Actions to take ->
1/ Answer these questions about the omega-3 heart surgery summary below.
(a) How many patients took part in the study?
(b) For how many days before surgery did patients take the capsules?
(c) What was the average time in the ICU after surgery for each group?
2/ Write the next part of the omega-3 heart surgery summary below, starting after its last sentence.

Text block ->
Start of Block

Effect of Pre-surgical Supplementation with Omega-3 on Outcomes after Heart Surgery
Farquarharson , A. L. et al., American Journal of Cardiology , 108: 851-856 , 2011
Discipline of Medicine, University of Adelaide and Dept. of Cardiology, Royal Adelaide Hospital, Adelaide, Australia
Atrial fibrillation is a relatively common heart rhythm disorder which often occurs as a result of cardiac surgery. It is associated with extended stays in the intensive care unit (ICU) and the overall duration of hospitalization as well as increased mortality. Since an anti-arrhythmic effect of EPA/DHA omega-3 fatty acids has been indicated in multiple animal and some human studies, the present investigation was conducted to evaluate the potential beneficial effects of supplementation with omega-3 prior to cardiac surgery on the post-surgical outcomes. Patients (200) scheduled for coronary artery bypass surgery (CABG) or valve repair were randomly assigned to receive a placebo capsule lacking omega-3 (control group) or 2.7 gm EPA plus 1.9 gm DHA daily for 21 days prior to surgery. Supplementation was maintained for 6 days after surgery or until discharge from hospital (whichever came first).
The overall incidence of in-hospital atrial fibrillation (AF) was found to be 48 % for the control group and 37 % in those given EPA/DHA with no statistically-significant difference between the two groups. A trend for a delayed time to occurrence of AF (by 29-34 %) was found in the omega-3 group as compared to controls which did not quite reach statistical significance. A statistically-significant lesser period of time in the ICU post-surgery was found for patients previously given omega-3 (average of 67 hours) as compared to those in the control group (average of 95 hours). The omega-3 group also showed much higher levels of omega-3 in samples of cardiac tissue when taken at the time of surgery for fatty acid analyses (EPA plus DHA averaged at 8.14 % of total fatty acids in heart tissue phospholipid for the omega-3 group as compared to only 4.94 % for the controls). The authors concluded that the lessened period of time spent in the ICU following cardiac surgery resulting from the pre-surgical supplementation with EPA/DHA is likely to be significant for health costs because of the high costs associated with intensive care.

End of Block

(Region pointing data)
Start of Block

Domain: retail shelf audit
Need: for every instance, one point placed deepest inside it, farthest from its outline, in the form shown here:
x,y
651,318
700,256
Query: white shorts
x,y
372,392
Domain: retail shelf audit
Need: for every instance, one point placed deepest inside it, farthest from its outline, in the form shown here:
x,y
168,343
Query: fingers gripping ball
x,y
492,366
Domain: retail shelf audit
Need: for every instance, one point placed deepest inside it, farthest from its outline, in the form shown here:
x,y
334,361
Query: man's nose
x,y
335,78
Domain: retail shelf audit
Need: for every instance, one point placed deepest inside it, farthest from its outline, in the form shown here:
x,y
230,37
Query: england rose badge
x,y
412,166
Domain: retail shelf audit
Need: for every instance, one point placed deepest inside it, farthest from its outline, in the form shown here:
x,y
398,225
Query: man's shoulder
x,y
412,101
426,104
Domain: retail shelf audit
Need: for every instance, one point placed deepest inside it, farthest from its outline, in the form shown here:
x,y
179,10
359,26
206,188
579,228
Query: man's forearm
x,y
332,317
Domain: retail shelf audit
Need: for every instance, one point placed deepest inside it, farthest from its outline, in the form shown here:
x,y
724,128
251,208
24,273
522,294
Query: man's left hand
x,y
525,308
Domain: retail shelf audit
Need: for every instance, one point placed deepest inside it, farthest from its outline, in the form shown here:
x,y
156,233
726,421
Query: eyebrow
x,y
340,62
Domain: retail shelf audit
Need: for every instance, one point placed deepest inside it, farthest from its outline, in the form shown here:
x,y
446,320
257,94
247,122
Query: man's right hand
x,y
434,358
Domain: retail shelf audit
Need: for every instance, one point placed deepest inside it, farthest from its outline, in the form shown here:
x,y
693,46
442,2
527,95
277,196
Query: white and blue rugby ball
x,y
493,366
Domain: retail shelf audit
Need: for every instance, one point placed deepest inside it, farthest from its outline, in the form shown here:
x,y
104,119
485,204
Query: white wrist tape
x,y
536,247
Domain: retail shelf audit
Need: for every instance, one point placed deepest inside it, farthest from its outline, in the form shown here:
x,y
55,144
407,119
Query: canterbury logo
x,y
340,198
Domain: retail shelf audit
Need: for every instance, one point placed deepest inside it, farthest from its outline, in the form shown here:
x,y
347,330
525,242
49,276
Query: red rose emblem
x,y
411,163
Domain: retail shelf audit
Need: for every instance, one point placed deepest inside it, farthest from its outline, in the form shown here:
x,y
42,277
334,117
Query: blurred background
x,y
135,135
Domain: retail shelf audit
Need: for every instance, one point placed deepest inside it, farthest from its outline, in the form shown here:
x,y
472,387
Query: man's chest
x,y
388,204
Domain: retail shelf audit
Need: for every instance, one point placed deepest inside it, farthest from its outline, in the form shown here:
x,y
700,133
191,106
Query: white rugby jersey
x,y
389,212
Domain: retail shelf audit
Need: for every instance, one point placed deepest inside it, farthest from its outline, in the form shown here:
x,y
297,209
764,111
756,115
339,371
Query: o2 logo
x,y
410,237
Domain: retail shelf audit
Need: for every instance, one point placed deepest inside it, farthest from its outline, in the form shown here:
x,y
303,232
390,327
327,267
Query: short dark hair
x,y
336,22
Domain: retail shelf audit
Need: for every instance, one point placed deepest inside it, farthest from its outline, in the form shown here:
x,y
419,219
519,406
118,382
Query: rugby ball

End of Block

Expected outputs ->
1/
(a) 200 patients.
(b) 21 days.
(c) The omega-3 group averaged 67 hours and the control group averaged 95 hours.

2/
It is of interest to note that, despite the fact that the omega-3 supplementation contained much more EPA than DHA, the DHA levels in the heart tissue samples (analyzed in the phospholipid fraction) from the omega-3 patients had three times more DHA than EPA (6.10 % as DHA and only 2.03 % as EPA). It is possible that the beneficial effects seen with omega-3 supplementation could be mediated more by the enrichment of DHA in cardiac tissue. However, multiple factors over and above decreased AF due to omega-3 enrichment in cardiac tissue could likely be responsible for the reduced time of patients in the ICU following surgery. The various benefits of omega-3 which are external to their accumulation in cardiac tissue might be due to cellular accumulations of EPA and/or DHA and the formations of their bio-active metabolites (eg, anti-inflammatory resolvins , protectins , other products).